**The task**
Reproduce everything in the material below, from the line containing "Would you mind marking the clipboard" down to its final line, without changing anything.
* * *
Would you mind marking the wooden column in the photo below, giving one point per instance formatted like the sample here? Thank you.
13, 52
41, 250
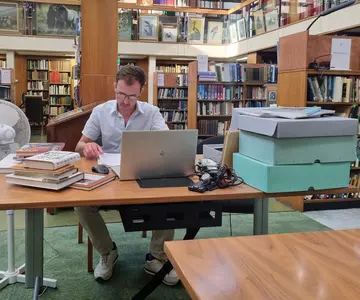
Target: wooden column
99, 47
144, 64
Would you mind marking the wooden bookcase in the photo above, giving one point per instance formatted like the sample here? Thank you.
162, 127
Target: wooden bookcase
172, 99
2, 61
7, 90
293, 87
51, 78
244, 99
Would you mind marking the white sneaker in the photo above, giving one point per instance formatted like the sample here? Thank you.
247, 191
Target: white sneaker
153, 265
104, 268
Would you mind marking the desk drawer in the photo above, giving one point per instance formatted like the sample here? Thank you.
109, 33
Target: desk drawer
171, 215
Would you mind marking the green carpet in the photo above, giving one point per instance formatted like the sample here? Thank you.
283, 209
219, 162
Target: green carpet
65, 260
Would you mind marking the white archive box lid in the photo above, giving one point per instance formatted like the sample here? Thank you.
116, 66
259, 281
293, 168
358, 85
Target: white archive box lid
295, 128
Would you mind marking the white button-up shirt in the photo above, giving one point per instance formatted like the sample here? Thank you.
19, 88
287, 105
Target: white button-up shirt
106, 122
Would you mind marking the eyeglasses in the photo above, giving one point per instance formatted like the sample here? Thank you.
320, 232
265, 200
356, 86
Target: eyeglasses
123, 96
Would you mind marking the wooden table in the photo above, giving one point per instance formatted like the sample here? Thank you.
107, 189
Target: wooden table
315, 265
115, 193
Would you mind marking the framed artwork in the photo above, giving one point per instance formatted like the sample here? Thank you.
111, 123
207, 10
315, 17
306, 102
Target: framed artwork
124, 26
169, 33
215, 32
148, 28
259, 21
196, 30
233, 33
57, 19
241, 26
272, 20
9, 18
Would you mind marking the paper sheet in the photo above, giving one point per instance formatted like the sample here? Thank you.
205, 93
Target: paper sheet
5, 76
340, 54
109, 159
161, 79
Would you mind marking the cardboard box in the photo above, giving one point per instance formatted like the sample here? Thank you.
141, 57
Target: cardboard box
287, 128
308, 150
291, 178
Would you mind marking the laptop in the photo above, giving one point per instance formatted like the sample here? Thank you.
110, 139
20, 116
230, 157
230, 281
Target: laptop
157, 154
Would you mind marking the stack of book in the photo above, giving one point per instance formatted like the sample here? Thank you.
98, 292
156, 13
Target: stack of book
207, 76
52, 170
32, 149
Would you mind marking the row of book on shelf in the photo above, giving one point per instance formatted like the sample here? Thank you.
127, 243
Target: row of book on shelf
175, 68
44, 64
235, 72
214, 108
219, 92
59, 89
333, 88
60, 100
180, 104
44, 165
174, 116
212, 127
191, 3
172, 93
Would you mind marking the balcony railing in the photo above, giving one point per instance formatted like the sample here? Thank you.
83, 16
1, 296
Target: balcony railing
216, 22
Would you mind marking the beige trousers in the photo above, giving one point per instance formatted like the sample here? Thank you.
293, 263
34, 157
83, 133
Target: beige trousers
95, 226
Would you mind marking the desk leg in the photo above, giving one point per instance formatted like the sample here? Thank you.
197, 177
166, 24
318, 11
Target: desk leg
159, 276
34, 248
261, 216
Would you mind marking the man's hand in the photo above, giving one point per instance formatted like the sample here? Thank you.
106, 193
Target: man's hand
92, 150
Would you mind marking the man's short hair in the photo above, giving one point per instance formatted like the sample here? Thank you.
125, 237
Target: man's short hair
130, 73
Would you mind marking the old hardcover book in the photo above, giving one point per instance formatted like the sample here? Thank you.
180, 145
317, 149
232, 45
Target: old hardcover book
51, 160
32, 149
56, 175
44, 183
92, 181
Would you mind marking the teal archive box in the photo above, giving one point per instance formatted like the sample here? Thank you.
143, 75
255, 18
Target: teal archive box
291, 178
305, 150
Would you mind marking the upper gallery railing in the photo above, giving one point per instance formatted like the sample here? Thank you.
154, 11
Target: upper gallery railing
212, 22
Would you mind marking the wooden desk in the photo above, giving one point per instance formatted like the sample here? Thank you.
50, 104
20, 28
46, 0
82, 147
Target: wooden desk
316, 265
115, 193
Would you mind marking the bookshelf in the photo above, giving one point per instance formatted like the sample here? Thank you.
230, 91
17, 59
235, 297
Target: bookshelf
7, 85
210, 103
172, 98
337, 90
170, 66
2, 61
51, 79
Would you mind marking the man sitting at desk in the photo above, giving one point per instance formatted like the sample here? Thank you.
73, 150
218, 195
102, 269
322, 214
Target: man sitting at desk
109, 121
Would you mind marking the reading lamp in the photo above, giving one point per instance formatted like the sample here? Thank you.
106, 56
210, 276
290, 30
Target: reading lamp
330, 11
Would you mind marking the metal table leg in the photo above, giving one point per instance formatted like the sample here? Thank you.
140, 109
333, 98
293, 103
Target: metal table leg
261, 216
159, 276
34, 247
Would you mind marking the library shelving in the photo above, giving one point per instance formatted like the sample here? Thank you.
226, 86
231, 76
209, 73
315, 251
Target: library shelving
337, 90
7, 84
172, 66
210, 101
2, 61
51, 79
171, 96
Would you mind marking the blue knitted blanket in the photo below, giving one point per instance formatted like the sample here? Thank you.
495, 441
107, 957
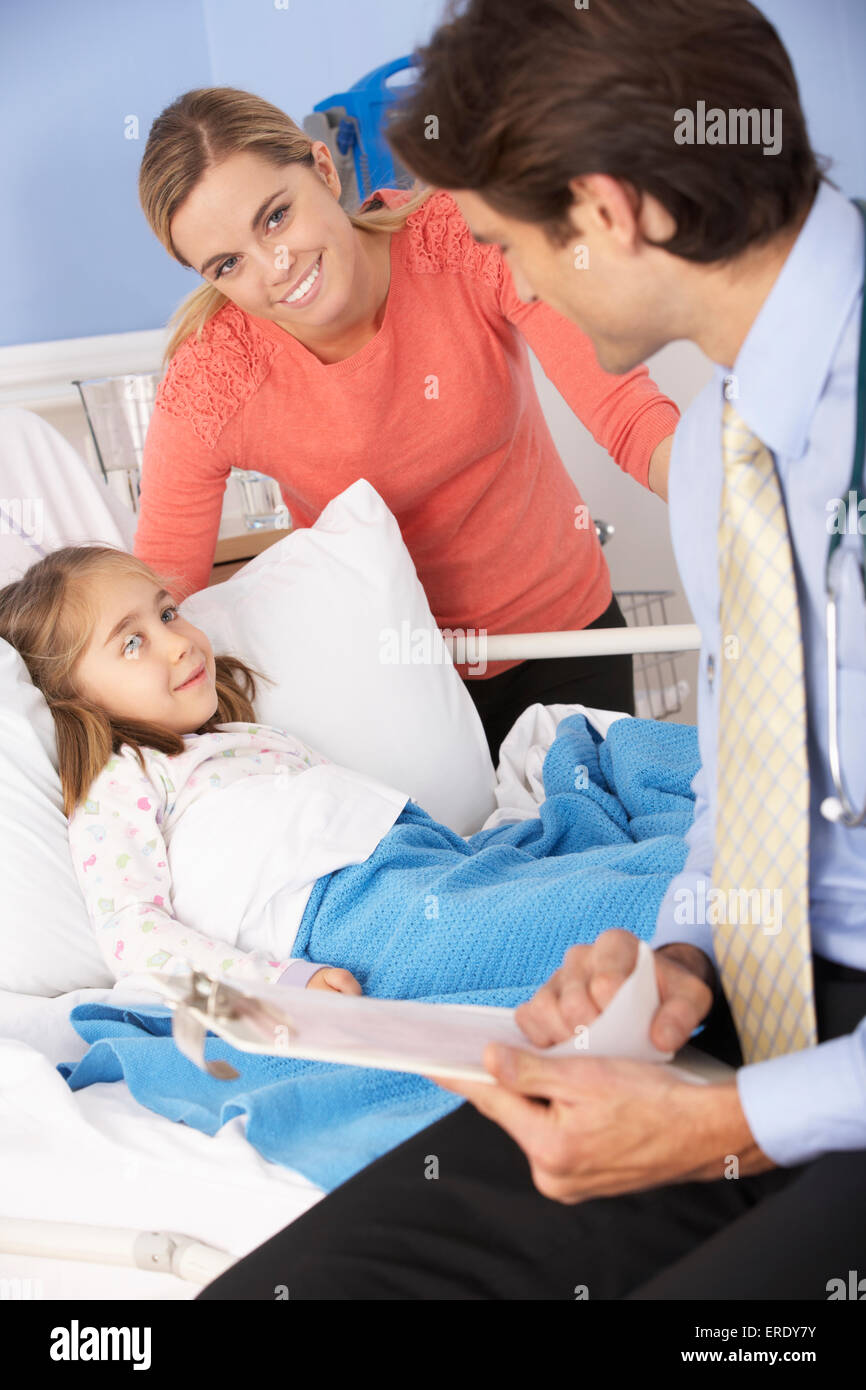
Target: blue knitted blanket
438, 918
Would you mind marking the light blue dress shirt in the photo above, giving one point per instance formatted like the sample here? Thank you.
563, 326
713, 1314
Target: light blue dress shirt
795, 387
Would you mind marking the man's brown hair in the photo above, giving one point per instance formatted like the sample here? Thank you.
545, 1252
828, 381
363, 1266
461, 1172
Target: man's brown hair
531, 93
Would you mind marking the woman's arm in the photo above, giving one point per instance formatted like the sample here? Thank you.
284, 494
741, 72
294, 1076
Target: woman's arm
659, 467
181, 503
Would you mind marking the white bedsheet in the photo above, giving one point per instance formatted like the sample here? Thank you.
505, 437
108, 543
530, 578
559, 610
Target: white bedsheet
100, 1158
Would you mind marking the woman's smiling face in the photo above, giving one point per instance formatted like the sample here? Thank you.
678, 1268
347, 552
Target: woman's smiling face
262, 232
139, 656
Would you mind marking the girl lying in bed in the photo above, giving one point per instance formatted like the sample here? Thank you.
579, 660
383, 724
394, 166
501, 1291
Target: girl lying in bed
200, 836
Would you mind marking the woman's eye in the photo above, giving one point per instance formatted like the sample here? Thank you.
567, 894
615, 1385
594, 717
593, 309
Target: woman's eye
221, 270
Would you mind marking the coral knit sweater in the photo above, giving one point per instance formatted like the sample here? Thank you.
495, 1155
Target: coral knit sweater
438, 412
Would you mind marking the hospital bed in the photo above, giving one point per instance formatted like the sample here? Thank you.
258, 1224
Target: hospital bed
104, 1198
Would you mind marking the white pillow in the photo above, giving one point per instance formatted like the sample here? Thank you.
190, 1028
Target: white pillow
321, 612
46, 940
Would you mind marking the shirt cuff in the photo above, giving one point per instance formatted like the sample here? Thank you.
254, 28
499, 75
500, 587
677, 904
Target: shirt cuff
683, 915
808, 1102
298, 973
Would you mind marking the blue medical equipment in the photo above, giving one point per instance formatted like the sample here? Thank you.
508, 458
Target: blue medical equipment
352, 125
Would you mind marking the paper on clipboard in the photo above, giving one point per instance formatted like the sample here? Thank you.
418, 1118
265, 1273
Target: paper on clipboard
445, 1040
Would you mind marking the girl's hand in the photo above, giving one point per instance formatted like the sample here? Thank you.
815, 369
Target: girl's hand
339, 982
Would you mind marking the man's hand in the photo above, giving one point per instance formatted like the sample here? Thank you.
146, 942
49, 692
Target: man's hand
330, 977
603, 1126
590, 976
598, 1126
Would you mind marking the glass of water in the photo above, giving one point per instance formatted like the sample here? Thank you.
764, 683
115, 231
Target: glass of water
262, 501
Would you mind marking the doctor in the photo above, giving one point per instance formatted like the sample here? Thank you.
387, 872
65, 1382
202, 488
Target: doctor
610, 1176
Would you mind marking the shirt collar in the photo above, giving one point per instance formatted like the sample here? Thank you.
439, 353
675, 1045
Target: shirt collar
788, 350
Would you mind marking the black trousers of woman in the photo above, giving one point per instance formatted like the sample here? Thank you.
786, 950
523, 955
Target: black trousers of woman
481, 1230
598, 681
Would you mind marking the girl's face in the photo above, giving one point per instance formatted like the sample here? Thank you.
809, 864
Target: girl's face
274, 241
141, 656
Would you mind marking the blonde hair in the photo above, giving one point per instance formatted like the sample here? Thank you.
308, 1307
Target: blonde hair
49, 616
199, 131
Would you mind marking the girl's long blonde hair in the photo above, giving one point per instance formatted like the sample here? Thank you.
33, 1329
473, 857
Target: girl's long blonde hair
49, 615
202, 129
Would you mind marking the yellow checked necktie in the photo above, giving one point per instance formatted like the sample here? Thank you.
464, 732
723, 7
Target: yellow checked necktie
762, 815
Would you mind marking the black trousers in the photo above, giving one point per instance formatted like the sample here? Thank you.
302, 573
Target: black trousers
481, 1230
598, 681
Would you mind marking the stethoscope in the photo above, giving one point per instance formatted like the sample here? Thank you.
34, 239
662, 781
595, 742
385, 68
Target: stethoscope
840, 808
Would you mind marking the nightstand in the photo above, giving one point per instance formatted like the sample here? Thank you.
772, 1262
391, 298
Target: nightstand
234, 551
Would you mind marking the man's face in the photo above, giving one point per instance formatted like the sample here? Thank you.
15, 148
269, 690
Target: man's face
138, 670
603, 278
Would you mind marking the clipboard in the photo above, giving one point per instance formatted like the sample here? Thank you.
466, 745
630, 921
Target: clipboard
431, 1040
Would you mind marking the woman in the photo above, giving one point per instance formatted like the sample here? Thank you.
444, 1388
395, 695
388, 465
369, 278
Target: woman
387, 345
* * *
**Correct answer**
Would you mind marking the clipboard in the photo above, giving one point per instance formatted like the sample here? Thank you.
466, 745
630, 921
Target: clipboard
431, 1040
Would you mind marking the woman in the photo above, giving one point per instance formatted like the sample here? Thank you.
444, 1388
395, 695
388, 465
369, 278
Target: woman
387, 345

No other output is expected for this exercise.